*** Okuma Parçası ***

BLOG
KATEGORİDEKİ DİĞER YAZILAR
Günlük hayatımızda birçok kozmetik ürünü, deterjan, sabun, biyosidal ürün gibi farklı kimyasallar içeren ürünleri kullanmaktayız. Cilt hassaslığına bağlı olarak farklı yan etkiler gösteren bu ürünler tüketiciye ulaşana kadar çeşitli test ve analizlerden geçmektedir. Bu testlerin başında “İrritasyon Testleri” gelir.
İrritasyon; bir malzeme ya da kimyasalın ciltte, mukozal dokularda oluşabilen lokal tahriş olarak tanımlanabilir. Cilt ile temas eden kimyasal bazlı ürünlerin oluşturabileceği cilt rahatsızlıkları nedeniyle irritasyon testleri gerçekleştirilmektedir.
İrritasyon testleri; kozmetik ürünlerin yanı sıra son günlerde pandemi dönemi sürecinde çok miktarda kullanılan biyosidal ürünler için de gerçekleştirilmektedir. Özellikle el ve yüzey dezenfektanlarında, antiseptiklerde irritasyon testleri gerçekleştirilen zorunlu testlerdendir.
Aynı zamanda biyosidal ürünlerin ve kozmetiklerin satış izinlerini almaları için gerçekleştirilen irritasyon testleri ürün özellikleri doğrultusunda belirli standartlar kapsamında akredite laboratuvarlarda gerçekleştirilmelidir.
İn vivo cilt tahrişini belirlemek için kullanılan bir yöntem olan “İrritasyon Testleri”, insan epidermisi (RhE) dokularında hücre canlılığının mekanik olarak ölçümü ile gerçekleşir. Bağıl canlılığı ≤% 50'ye düşüren kimyasallar tahriş edici (ve potansiyel aşındırıcı) olarak sınıflandırılırken,>% 50 görece canlılıkla sonuçlananlar cildi tahriş edici olarak sınıflandırılmaz.
Sonuç olarak irritasyon testleri, piyasadaki kozmetik, biyosidal ürünlerinde gerçekleştirilen önemli analizlerdir. Akredite ve yetkili laboratuvarlarda gerçekleştirilmesi gereken insan sağlığı açısından da önemli analizlerdendir.

*** İncelenen Veriler ***

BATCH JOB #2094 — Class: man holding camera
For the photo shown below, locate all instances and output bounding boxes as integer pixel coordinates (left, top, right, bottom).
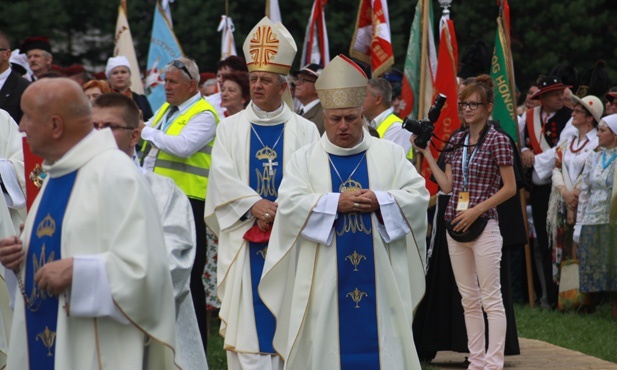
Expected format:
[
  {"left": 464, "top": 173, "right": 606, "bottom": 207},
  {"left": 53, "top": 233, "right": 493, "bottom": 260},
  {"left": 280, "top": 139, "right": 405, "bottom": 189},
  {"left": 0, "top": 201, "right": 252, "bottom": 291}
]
[
  {"left": 259, "top": 56, "right": 429, "bottom": 369},
  {"left": 362, "top": 78, "right": 413, "bottom": 159}
]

***

İrritasyon testleri konulu parçada "İrritasyon; bir malzeme" ifadesinden "gerçekleştirilen zorunlu testlerdendir." ifadesine kadar olan her şeyi olduğu gibi yeniden yazın.

İrritasyon; bir malzeme ya da kimyasalın ciltte, mukozal dokularda oluşabilen lokal tahriş olarak tanımlanabilir. Cilt ile temas eden kimyasal bazlı ürünlerin oluşturabileceği cilt rahatsızlıkları nedeniyle irritasyon testleri gerçekleştirilmektedir.
İrritasyon testleri; kozmetik ürünlerin yanı sıra son günlerde pandemi dönemi sürecinde çok miktarda kullanılan biyosidal ürünler için de gerçekleştirilmektedir. Özellikle el ve yüzey dezenfektanlarında, antiseptiklerde irritasyon testleri gerçekleştirilen zorunlu testlerdendir.